■ Goal A ■
Answer these questions about the related party transactions note:
(i) About how many square feet of corporate office space did The Exploitation Company, LLP sublease?
(ii) In what month and year did Steve Weyel become an executive officer of The Exploitation Company, LLP?
(iii) To which company were the corporate office lease commitments assigned in March 2006?

9. RELATED PARTY TRANSACTIONS
In March 2005, we entered into a five year sublease agreement with The Exploitation Company, LLP, an affiliate of John D. Schiller, our former interim President and Chief Executive Officer until November 15, 2005 and currently one of our directors, pursuant to which The Exploitation Company, LLP subleased from us approximately 5,200 square feet of our corporate office space, beginning in June 2005. In July 2005, Mr. Steve Weyel, one of our directors, became an executive officer of The Exploitation Company, LLP.
In March 2006, we assigned our commitments under the previous lease for our corporate offices that were located at 1021 Main Street, Suite 2650, Houston, Texas 77002 to Energy XXI Services, LLC. We agreed with The Exploitation Company, LLP to terminate the sublease agreement in connection with the assignment of the corporate office lease to Energy XXI Services, LLC.

[Part of a data file]

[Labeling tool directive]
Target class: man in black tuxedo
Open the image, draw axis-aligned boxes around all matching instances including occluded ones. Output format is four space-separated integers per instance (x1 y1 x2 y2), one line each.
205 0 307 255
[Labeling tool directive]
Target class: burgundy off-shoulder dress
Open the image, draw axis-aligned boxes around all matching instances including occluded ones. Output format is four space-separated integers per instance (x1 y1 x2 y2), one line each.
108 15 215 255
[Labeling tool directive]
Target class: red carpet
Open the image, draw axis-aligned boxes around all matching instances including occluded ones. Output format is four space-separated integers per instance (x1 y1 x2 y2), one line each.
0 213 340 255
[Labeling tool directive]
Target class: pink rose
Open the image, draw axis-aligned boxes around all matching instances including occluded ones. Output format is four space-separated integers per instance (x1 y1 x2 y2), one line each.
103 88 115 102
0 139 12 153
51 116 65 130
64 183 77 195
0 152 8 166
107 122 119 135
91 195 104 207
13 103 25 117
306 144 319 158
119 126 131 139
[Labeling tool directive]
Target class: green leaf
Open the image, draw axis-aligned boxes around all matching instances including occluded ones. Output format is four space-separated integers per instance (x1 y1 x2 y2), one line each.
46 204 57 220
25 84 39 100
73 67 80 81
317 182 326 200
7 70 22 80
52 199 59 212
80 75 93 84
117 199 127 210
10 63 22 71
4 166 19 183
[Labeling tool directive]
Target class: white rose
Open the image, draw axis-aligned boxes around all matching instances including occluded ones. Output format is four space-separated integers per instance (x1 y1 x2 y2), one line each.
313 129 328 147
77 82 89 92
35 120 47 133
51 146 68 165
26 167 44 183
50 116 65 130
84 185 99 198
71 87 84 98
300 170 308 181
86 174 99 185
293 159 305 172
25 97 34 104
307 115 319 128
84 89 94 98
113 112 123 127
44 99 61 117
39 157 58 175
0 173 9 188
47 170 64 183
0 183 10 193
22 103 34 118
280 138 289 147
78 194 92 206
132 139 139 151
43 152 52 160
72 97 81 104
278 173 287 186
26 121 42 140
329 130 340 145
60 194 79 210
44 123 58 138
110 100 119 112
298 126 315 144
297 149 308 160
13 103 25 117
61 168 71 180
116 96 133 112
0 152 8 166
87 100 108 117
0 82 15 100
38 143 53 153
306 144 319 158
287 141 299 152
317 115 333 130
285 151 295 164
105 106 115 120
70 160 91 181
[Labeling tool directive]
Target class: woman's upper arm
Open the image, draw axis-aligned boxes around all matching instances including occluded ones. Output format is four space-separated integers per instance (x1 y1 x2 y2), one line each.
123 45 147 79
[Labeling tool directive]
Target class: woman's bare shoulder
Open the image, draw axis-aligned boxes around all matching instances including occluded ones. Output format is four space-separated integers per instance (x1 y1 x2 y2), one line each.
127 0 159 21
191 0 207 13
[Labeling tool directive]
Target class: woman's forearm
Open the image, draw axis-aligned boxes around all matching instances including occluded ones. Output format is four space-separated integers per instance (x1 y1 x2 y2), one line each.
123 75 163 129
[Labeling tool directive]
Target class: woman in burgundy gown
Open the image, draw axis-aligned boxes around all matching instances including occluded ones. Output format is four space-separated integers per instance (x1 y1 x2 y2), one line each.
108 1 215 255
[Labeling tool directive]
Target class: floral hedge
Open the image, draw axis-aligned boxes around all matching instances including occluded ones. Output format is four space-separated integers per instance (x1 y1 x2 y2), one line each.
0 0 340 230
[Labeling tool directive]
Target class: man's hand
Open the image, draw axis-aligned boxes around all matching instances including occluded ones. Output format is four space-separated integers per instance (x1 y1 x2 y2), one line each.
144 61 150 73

■ Goal B ■
Filter the records above down to the lines that contain the string "burgundy", and copy each of those lines.

■ Written solution A ■
(i) Approximately 5,200 square feet
(ii) July 2005
(iii) Energy XXI Services, LLC

■ Written solution B ■
Target class: burgundy off-shoulder dress
Target class: woman in burgundy gown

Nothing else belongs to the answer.